An exact copy of every record below is what's needed here.

Data entries:
• • •

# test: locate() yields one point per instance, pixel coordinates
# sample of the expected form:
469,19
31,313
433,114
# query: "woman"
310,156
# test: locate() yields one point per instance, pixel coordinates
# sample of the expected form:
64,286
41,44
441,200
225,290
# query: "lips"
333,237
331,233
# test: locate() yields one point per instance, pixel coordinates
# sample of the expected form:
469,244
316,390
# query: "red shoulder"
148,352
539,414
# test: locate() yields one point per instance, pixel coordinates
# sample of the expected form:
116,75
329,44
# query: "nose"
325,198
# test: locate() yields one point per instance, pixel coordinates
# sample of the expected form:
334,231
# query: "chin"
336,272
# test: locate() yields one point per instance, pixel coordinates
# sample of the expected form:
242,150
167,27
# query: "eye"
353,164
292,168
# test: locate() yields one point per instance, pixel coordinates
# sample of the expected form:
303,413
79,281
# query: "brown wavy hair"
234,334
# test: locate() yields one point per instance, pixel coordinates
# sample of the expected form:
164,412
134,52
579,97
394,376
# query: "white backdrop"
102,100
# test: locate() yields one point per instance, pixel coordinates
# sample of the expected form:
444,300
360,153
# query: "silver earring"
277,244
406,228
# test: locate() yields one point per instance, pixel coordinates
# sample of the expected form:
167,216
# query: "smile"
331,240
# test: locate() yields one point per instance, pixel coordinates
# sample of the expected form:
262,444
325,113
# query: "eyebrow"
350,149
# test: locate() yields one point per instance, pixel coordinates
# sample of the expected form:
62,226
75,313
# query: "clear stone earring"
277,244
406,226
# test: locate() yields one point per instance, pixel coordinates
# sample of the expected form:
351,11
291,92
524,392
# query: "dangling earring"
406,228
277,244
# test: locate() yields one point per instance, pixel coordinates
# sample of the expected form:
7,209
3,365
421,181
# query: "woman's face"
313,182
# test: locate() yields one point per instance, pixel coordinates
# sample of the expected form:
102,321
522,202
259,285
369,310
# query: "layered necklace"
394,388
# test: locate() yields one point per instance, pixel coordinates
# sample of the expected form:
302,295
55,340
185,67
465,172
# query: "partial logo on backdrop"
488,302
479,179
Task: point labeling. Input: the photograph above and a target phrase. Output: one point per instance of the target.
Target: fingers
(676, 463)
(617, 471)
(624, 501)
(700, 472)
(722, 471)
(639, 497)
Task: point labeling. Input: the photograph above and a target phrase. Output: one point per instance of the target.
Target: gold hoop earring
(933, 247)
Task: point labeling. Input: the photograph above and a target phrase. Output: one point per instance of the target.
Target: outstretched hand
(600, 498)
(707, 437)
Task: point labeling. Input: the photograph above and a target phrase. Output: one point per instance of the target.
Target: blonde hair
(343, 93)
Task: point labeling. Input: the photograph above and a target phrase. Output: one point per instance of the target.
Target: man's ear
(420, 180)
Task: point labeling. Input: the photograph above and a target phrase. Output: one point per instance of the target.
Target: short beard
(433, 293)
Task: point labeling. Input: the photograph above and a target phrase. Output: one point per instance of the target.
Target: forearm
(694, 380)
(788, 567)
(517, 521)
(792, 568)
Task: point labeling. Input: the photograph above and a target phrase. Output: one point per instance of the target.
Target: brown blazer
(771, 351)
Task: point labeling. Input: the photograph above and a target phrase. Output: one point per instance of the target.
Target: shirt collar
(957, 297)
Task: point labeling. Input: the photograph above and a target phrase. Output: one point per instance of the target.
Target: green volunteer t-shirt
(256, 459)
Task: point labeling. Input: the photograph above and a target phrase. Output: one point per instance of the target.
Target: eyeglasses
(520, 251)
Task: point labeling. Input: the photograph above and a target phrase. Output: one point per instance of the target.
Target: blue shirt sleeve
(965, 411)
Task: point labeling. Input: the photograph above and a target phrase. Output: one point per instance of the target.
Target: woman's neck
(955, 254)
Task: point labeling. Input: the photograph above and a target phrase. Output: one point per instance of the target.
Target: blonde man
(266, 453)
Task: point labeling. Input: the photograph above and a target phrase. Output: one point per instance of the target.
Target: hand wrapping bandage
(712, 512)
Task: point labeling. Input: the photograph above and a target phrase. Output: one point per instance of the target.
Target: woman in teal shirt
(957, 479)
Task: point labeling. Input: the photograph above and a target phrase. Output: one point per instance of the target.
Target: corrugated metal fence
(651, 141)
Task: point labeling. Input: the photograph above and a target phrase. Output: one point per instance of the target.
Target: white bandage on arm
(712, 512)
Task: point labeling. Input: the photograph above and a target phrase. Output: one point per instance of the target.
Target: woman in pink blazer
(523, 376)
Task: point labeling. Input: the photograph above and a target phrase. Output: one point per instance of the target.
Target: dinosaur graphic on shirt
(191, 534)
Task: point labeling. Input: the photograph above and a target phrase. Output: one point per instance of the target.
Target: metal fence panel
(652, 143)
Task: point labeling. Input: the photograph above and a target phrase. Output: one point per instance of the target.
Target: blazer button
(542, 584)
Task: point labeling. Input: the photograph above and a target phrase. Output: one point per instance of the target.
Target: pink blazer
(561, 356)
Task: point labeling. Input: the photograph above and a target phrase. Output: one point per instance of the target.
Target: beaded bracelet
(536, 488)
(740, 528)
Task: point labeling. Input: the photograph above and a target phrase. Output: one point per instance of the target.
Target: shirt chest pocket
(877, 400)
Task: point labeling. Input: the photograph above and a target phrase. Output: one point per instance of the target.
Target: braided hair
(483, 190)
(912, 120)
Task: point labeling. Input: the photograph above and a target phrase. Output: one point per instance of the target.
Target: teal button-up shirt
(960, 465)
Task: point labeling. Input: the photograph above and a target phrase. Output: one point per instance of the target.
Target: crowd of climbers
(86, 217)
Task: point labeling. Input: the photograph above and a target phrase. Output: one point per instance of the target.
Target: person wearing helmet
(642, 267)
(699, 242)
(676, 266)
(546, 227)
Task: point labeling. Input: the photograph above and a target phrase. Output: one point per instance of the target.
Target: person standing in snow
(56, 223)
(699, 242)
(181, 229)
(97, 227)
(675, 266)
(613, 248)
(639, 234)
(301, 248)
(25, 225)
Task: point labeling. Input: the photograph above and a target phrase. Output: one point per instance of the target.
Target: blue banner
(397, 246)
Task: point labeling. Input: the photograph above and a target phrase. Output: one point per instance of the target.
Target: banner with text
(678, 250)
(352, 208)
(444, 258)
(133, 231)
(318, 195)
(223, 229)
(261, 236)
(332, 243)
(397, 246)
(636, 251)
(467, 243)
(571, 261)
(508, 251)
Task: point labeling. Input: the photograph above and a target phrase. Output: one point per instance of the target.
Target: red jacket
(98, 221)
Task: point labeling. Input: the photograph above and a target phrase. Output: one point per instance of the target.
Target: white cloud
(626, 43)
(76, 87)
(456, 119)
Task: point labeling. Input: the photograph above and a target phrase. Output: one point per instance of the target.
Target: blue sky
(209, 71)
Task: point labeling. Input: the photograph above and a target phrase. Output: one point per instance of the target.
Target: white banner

• • •

*Response to the exercise*:
# test: locate() yields one point per instance, pixel coordinates
# sample of the expected form:
469,19
31,313
433,114
# query: "woman"
310,156
# test: locate() yields one point per instance, pixel coordinates
# sample of the expected form:
64,286
41,44
441,200
225,290
# query: "lips"
333,237
331,233
# test: locate() yields one point per instance, pixel coordinates
# sample of the expected form:
469,244
316,390
# query: "red shoulder"
148,352
539,414
# test: locate() yields one point per instance, pixel coordinates
# sample of the expected form:
116,75
329,44
# query: "nose"
325,198
# test: locate() yields one point per instance, pixel coordinates
# sample of the expected form:
334,231
# query: "chin"
336,272
# test: locate() yields one point per instance, pixel coordinates
# sample of the expected form:
242,150
167,27
# query: "eye"
353,164
292,168
# test: locate() yields one point per instance, pixel coordinates
# sample of the expected form:
303,413
79,281
# query: "brown wavy hair"
234,334
# test: locate() yields one point per instance, pixel coordinates
# sample of the expected form:
164,412
134,52
579,97
394,376
# query: "white backdrop"
102,100
# test: locate() yields one point per instance, pixel coordinates
# sample of the expected form:
444,300
360,153
# query: "silver earring"
277,244
406,228
# test: locate() yields one point per instance, pixel coordinates
# sample of the expected form:
167,216
# query: "smile"
331,240
# test: locate() yields one point per instance, pixel coordinates
# sample of the expected form:
262,444
325,113
# query: "eyebrow"
350,149
# test: locate() yields one point per instance, pixel coordinates
# sample of the expected form:
62,226
75,313
# query: "clear stone earring"
277,244
406,226
# test: locate() yields one point per instance, pixel coordinates
# sample of the expected form:
351,11
291,92
524,392
# query: "dangling earring"
406,228
277,244
# test: locate() yields one point per instance, pixel coordinates
# sample of the expected form:
7,209
3,365
421,181
# query: "woman's face"
313,182
# test: locate() yields one point per instance, pixel coordinates
# sample of the expected form:
102,321
522,202
259,285
369,310
# query: "layered necklace"
394,388
# test: locate() yields one point per instance, pixel coordinates
# sample of the expected form:
302,295
55,340
185,67
465,172
# query: "partial logo on backdrop"
488,302
479,179
Task: point labeling. Input: the photograph above and a target phrase. Output: one point per instance of the target.
Target: fingers
(676, 463)
(617, 471)
(624, 501)
(700, 472)
(722, 471)
(639, 497)
Task: point labeling. Input: the photograph above and a target phrase. Output: one point per instance of the target.
Target: gold hoop earring
(933, 247)
Task: point labeling. Input: the photograph above and a target phrase. Output: one point per instance of the target.
Target: outstretched hand
(600, 498)
(707, 437)
Task: point labeling. Input: the photograph above and a target phrase. Output: one point per instance of the target.
Target: blonde hair
(343, 93)
Task: point labeling. Input: the photograph above and a target phrase. Output: one point per instance of the target.
Target: man's ear
(420, 180)
Task: point labeling. Input: the photograph above and a target phrase. Output: one point per instance of the target.
Target: short beard
(433, 293)
Task: point labeling. Input: the photograph above and a target phrase. Output: one point per instance of the target.
Target: forearm
(694, 380)
(788, 567)
(517, 521)
(792, 568)
Task: point labeling. Input: the photograph above and a target phrase. Output: one point per instance of the target.
Target: brown blazer
(771, 351)
Task: point labeling. Input: the photograph above and a target phrase. Output: one point per instance of the target.
Target: shirt collar
(957, 297)
Task: point labeling. Input: the photograph above and a target phrase. Output: one point per instance of the target.
Target: green volunteer t-shirt
(256, 459)
Task: point labeling. Input: the photograph above and a target phrase. Output: one point per instance of the target.
Target: eyeglasses
(520, 251)
Task: point labeling. Input: the photograph above and a target phrase. Output: one point per instance of the target.
Target: blue shirt sleeve
(965, 411)
Task: point labeling. Input: the photograph above and a target phrase. Output: one point per instance of the target.
Target: woman's neck
(955, 254)
Task: point labeling. Input: the photograph above and a target phrase. Output: one point per instance of the target.
Target: blonde man
(266, 453)
Task: point labeling. Input: the photograph above and a target phrase. Output: one point per instance of the target.
Target: hand wrapping bandage
(712, 512)
Task: point labeling. Input: the photograph above and a target phrase. Output: one point per instance of the target.
Target: woman in teal shirt
(957, 479)
Task: point labeling. Input: the photograph above and a target phrase. Output: one point per instance of the target.
Target: corrugated metal fence
(651, 141)
Task: point labeling. Input: the photograph above and a target phrase. Output: one point per instance of the target.
Target: white bandage on arm
(712, 512)
Task: point labeling. Input: the photograph above and a target phrase. Output: one point per instance of the target.
Target: woman in pink blazer
(523, 376)
Task: point labeling. Input: the photograph above and a target phrase. Output: one point per instance of the target.
Target: dinosaur graphic on shirt
(191, 534)
Task: point labeling. Input: the photograph above and a target phrase. Output: one point per instance of the target.
Target: metal fence panel
(652, 143)
Task: point labeling. Input: the photograph above and a target phrase. Output: one point per instance of the target.
Target: blazer button
(542, 584)
Task: point labeling. Input: the photograph above and a target phrase. Output: one point per instance of the target.
Target: pink blazer
(561, 356)
Task: point labeling. Input: the photograph above and a target phrase. Output: one point per instance of the target.
Target: beaded bracelet
(536, 488)
(740, 528)
Task: point labeling. Input: the photograph above and a target phrase. Output: one point per instance of the target.
Target: shirt chest pocket
(877, 400)
Task: point labeling. Input: the photograph above and a target phrase. Output: one point per instance of the target.
Target: braided hair
(483, 190)
(912, 120)
Task: point labeling. Input: the photograph above and a target phrase. Output: one point per instance of the target.
Target: teal button-up shirt
(960, 465)
Task: point labeling. Input: the photograph above and a target phrase. Output: one point per instance of the target.
Target: crowd of climbers
(86, 217)
Task: point labeling. Input: the photograph above and a target phrase. Output: one point per instance of the target.
Target: person wearing helmet
(642, 267)
(699, 242)
(676, 266)
(546, 227)
Task: point labeling. Input: the photograph above and a target phrase. Output: one point per instance of the target.
Target: person standing in snow
(56, 223)
(699, 242)
(181, 229)
(97, 227)
(675, 266)
(613, 248)
(639, 234)
(301, 248)
(25, 225)
Task: point labeling. Input: the photograph above and a target phrase. Output: one point per instance of the target.
Target: blue banner
(397, 246)
Task: point labeling. Input: the photograph above and a target phrase. Output: one point per instance of the target.
Target: banner with text
(678, 250)
(352, 208)
(444, 258)
(133, 231)
(318, 195)
(223, 229)
(261, 236)
(332, 243)
(397, 246)
(636, 251)
(467, 243)
(571, 261)
(508, 251)
Task: point labeling. Input: the photograph above and a target phrase. Output: one point per instance of the target.
Target: red jacket
(98, 221)
Task: point labeling. Input: the photograph above and a target phrase. Output: one point per instance of the target.
Target: white cloud
(626, 43)
(76, 87)
(456, 119)
Task: point labeling. Input: the photograph above and a target phrase. Output: one point per instance of the target.
Target: blue sky
(209, 71)
Task: point labeling. Input: the photograph above and a target phrase. Output: one point per instance of the target.
Target: white banner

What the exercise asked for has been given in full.